The role of CDK1 in apoptin-induced apoptosis in hepatocellular carcinoma cells
- Authors:
- Published online on: April 25, 2013 https://doi.org/10.3892/or.2013.2426
- Pages: 253-259
Abstract
Introduction
Hepatocellular carcinoma (HCC) is one of the most common types of cancer in the world. HCC is often diagnosed at an advanced stage as it progresses rapidly due to vascular invasion and multiple metastases (1). HCC patients typically relapse after treatment, which leads to a low 5-year survival rate of less than 7% (2). Current treatment options for advanced HCC include chemotherapy, radiotherapy, proton beam therapy, chemo-embolization and ablation. However, these treatments remain unsatisfactory. Gene therapy is a relatively new technique in the therapeutic battle against cancer (3).

#### [Prompt]
Reproduce the passage of the text on CDK1 in apoptin-induced apoptosis between "The role of" and "against cancer (3).", inclusive, renaming "HCC" to "hepatocellular carcinoma" throughout.

Stored items

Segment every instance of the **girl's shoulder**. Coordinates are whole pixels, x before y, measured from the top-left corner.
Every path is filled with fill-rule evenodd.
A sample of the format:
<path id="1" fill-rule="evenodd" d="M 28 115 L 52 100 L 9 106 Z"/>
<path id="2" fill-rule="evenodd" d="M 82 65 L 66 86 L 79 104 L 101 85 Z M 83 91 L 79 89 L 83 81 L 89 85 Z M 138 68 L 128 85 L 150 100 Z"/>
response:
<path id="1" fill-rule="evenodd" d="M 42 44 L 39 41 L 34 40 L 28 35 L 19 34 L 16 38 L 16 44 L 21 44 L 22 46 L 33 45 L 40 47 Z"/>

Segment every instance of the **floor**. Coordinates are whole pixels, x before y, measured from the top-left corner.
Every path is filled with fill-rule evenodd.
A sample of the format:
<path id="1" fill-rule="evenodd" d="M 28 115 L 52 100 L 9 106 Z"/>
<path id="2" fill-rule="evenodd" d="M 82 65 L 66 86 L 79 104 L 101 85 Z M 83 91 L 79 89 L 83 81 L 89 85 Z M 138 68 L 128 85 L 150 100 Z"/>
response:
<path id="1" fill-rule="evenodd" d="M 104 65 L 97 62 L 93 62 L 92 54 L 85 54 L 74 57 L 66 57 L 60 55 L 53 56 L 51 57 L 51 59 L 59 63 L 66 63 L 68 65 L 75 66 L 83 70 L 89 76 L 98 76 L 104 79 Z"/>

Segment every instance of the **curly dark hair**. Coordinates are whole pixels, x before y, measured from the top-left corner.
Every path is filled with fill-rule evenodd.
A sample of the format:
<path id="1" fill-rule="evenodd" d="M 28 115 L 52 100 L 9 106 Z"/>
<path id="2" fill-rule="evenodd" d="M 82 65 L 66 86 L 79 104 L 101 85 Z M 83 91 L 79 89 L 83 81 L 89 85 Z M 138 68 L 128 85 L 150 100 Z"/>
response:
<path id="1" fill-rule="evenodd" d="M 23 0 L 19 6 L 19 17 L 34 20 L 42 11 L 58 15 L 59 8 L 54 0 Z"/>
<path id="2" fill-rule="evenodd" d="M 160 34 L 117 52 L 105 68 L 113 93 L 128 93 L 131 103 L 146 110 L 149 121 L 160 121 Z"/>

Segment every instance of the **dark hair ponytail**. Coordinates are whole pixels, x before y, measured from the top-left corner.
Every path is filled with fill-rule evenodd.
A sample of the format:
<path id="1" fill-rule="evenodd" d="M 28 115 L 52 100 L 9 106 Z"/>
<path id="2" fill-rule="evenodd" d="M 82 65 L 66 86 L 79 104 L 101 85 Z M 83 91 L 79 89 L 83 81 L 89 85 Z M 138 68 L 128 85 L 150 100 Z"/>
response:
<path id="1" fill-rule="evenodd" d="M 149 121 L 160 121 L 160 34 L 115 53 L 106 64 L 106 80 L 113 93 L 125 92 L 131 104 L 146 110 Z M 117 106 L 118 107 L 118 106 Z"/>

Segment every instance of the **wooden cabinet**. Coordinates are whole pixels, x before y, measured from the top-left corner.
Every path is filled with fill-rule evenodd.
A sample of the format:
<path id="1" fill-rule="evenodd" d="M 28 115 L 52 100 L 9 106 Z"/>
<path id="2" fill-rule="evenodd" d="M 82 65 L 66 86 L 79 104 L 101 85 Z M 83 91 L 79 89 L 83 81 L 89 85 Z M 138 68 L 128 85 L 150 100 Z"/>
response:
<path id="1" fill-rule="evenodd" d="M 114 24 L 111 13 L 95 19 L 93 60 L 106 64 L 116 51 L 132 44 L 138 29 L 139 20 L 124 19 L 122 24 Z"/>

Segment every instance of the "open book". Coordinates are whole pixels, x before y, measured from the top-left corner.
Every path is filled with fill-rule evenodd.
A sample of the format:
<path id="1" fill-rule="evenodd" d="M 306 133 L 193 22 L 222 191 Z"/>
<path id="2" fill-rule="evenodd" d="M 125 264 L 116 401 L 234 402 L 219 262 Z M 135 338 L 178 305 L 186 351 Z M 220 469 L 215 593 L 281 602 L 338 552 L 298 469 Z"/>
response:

#### [Answer to this exercise]
The role of CDK1 in apoptin-induced apoptosis in hepatocellular carcinoma cells
- Authors:
- Published online on: April 25, 2013 https://doi.org/10.3892/or.2013.2426
- Pages: 253-259
Abstract
Introduction
Hepatocellular carcinoma (hepatocellular carcinoma) is one of the most common types of cancer in the world. hepatocellular carcinoma is often diagnosed at an advanced stage as it progresses rapidly due to vascular invasion and multiple metastases (1). hepatocellular carcinoma patients typically relapse after treatment, which leads to a low 5-year survival rate of less than 7% (2). Current treatment options for advanced hepatocellular carcinoma include chemotherapy, radiotherapy, proton beam therapy, chemo-embolization and ablation. However, these treatments remain unsatisfactory. Gene therapy is a relatively new technique in the therapeutic battle against cancer (3).